Exercise instructions — Pull out every line of the records below that contains the word "dirt", and note that case counts.

Data section —
※
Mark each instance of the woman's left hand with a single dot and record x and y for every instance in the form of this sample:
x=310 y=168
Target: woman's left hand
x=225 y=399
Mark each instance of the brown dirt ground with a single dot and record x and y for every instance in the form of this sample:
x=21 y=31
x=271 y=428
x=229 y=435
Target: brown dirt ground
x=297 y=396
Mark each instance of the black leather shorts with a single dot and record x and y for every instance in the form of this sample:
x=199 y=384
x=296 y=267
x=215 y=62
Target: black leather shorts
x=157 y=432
※
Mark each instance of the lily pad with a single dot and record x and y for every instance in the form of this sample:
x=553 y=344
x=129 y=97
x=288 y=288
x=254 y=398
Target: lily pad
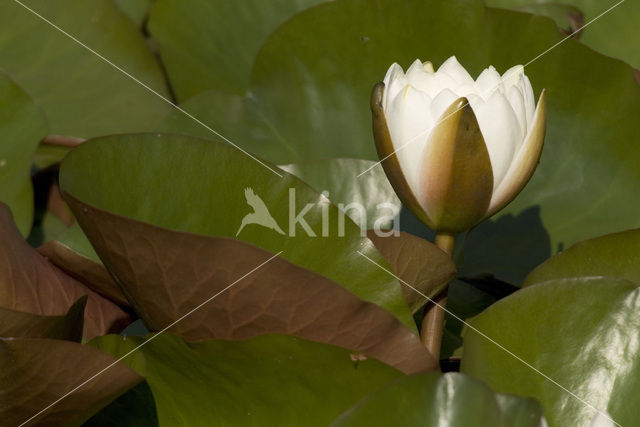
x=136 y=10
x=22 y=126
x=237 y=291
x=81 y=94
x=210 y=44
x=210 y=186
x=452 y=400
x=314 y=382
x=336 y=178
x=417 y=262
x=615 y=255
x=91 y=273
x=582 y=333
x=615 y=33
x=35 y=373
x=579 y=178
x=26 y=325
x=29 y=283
※
Reply to the exercise —
Mark each instance of the brown dirt ground with a single dot and record x and y for every instance in the form of this sample:
Target: brown dirt ground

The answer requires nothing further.